Exercise passage:
|---|

These are just some of the words used in the Bible to describe God’s wrath. If we were to simply look up the word wrath in a concordance, more than 80% of its usages would be related to a people who have chosen to reject the God who has so graciously covenanted with them, protecting and providing for them, intimately revealing himself to them in ways He has done for no other people, and they have rejected him, complained against him, left him, cheated on him, moved their new gods into His Sanctuary.
Imagine God, who after the fall still lovingly took care of humanity, providing a way of escape for humanity, and whom humanity continually turns its back on. All of his actions have been love, and yet his Long nose begins to redden. As a furrow on his brow shows has he comes alongside us, calm giving guidance, in a gentle voice. We listen for a time, and then we return to our rebellious ways. The Godhead look at each other. What are they to do? They raise their voice a bit, get in our way, show up at our club, at our hotels, at our bars, on the internet, trying to get our attention. They are getting agitated. Why isn't Jason listening? I continue down my chosen path, always asking for God to bless me, always expecting him to protect me, and yet onward with my chosen rebellion. God is visibly frustrated. He is yelling at me. Yea, I know He loves me, and that is what I am banking on. I mean, God’s hasn't punished me to roughly up till now. If that is the best He has, then I can keep coming back to my sin, and He will take me back every time.

|---|

Required actions:
A. Write out everything in the passage on God's wrath from "These are just" down to "into His Sanctuary.", word for word.
B. According to the passage on God's wrath, what share of the word's usages in a concordance would relate to a people who rejected God?
C. Extend the passage on God's wrath, starting right after its last sentence.

[Natural language region descriptions]
|---|

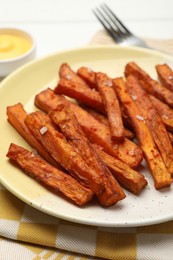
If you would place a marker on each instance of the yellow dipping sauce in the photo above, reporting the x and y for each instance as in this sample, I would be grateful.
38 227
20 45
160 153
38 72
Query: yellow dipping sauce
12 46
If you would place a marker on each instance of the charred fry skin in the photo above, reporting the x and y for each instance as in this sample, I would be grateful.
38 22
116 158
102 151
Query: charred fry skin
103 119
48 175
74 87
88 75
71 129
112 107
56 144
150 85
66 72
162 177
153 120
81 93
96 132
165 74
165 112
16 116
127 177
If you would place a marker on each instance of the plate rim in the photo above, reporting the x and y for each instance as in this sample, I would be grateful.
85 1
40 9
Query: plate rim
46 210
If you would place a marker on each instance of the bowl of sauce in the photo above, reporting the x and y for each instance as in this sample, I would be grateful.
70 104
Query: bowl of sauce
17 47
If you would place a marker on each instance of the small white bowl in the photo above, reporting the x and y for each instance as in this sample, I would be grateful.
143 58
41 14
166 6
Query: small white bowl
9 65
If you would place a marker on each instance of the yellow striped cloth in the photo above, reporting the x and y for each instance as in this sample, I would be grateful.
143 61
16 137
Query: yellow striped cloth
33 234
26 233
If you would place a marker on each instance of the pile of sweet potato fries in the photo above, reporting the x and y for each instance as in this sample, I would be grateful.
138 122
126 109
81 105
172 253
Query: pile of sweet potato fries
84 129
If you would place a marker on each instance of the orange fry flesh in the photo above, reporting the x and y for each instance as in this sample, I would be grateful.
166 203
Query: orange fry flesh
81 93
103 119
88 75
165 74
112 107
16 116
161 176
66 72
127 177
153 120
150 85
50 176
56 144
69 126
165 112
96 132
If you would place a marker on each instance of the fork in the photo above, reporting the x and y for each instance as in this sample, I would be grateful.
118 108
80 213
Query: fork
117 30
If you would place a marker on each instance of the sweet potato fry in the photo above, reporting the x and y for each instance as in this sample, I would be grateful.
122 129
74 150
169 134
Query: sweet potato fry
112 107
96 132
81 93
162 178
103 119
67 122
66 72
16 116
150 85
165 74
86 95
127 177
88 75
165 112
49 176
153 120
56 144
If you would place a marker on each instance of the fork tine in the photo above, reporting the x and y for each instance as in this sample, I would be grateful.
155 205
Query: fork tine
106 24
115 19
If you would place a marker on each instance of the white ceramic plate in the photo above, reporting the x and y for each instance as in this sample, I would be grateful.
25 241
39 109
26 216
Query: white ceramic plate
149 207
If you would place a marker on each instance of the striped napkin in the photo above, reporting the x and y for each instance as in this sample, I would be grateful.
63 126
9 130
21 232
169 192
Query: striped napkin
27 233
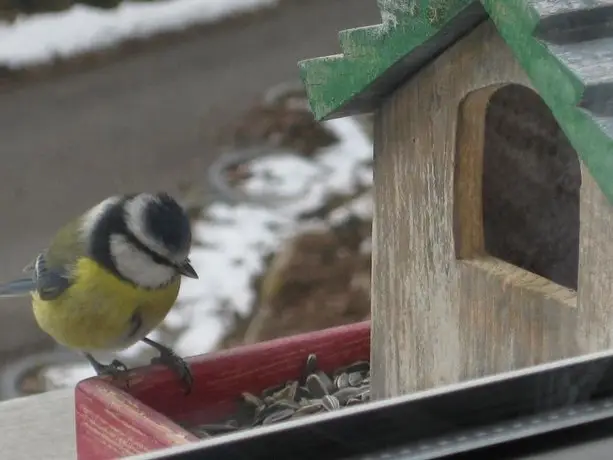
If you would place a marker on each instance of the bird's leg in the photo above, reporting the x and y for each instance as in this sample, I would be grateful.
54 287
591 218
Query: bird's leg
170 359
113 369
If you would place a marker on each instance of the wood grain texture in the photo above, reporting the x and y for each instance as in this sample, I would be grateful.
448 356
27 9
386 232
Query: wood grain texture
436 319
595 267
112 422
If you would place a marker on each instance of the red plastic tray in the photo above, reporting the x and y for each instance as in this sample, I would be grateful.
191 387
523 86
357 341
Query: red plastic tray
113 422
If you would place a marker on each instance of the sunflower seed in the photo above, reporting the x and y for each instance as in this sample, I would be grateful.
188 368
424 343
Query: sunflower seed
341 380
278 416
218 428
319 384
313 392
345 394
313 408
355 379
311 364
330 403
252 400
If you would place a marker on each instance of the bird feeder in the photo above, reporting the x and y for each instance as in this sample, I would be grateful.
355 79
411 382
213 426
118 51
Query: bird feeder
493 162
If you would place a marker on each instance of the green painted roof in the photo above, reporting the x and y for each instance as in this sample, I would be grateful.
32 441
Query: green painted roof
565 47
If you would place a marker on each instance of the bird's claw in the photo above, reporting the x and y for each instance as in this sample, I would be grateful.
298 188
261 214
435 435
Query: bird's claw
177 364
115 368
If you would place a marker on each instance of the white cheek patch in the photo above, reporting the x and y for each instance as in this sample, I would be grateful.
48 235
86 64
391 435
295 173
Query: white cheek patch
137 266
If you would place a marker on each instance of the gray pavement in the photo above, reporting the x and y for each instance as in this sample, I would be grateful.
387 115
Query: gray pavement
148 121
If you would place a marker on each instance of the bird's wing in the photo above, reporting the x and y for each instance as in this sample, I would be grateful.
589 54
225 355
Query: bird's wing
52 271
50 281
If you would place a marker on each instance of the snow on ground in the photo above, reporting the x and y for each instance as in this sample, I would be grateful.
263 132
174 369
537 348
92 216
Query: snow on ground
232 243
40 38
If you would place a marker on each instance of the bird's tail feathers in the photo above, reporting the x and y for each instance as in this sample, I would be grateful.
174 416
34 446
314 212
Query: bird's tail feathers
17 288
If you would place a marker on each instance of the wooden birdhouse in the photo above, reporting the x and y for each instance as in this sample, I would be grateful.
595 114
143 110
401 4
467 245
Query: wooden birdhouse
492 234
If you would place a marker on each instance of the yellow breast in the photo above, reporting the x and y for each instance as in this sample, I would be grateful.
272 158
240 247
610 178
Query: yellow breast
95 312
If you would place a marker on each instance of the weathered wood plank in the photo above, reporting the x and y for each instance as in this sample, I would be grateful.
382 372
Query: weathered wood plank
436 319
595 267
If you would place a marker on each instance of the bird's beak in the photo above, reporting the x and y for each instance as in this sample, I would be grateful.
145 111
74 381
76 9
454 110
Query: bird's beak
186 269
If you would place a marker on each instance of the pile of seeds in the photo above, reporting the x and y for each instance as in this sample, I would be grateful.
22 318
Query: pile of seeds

|---|

Results in order:
A.
These are just some of the words used in the Bible to describe God’s wrath. If we were to simply look up the word wrath in a concordance, more than 80% of its usages would be related to a people who have chosen to reject the God who has so graciously covenanted with them, protecting and providing for them, intimately revealing himself to them in ways He has done for no other people, and they have rejected him, complained against him, left him, cheated on him, moved their new gods into His Sanctuary.

B. More than 80%.

C.
As I continue in my willful obstinance, I begin to believe that not only does my sin not matter, but that, since God hasn't really punished me, what I am doing must actually please Him. The Godhead not only get in my way this time, They throw obstacles in my path. Really God? Like that will stop me. As I manage to maneuver myself around each obstacle to get to my desired rebellion, God steps up to smack me. maybe that will wake me up. maybe some of my protections are removed, maybe some of my privileges are revoked, maybe something valuable is allowed to be taken. Maybe then Jason will submit to the relationship that he so often claims to have.
Does it work? Do we listen? Do you turn from your wicked ways? No. We continue on, like lemmings running over the cliff. We do not care about God. We do not want God. Leave us alone. Let us do our thing. Watch what we do to your children God! Watch how we treat your planet God! Watch how we treat your temple God! As a matter of fact, you no longer our God!. We have our own God! Maybe it’s money, or sex, or power, or politics. Maybe its gossip, grudge-holding, lying, or unforgiveness...but whatever it is, we are better off with it than with you! What have you ever done for us anyway!
What is God to do? And so we will begin to see the 7 last plagues begin to show. The fulfillment of Matthew 24 and Luke 17 is initiated, because evil men and seducers have grown worse and worse, deceiving and being deceived (2 Timothy 3:13).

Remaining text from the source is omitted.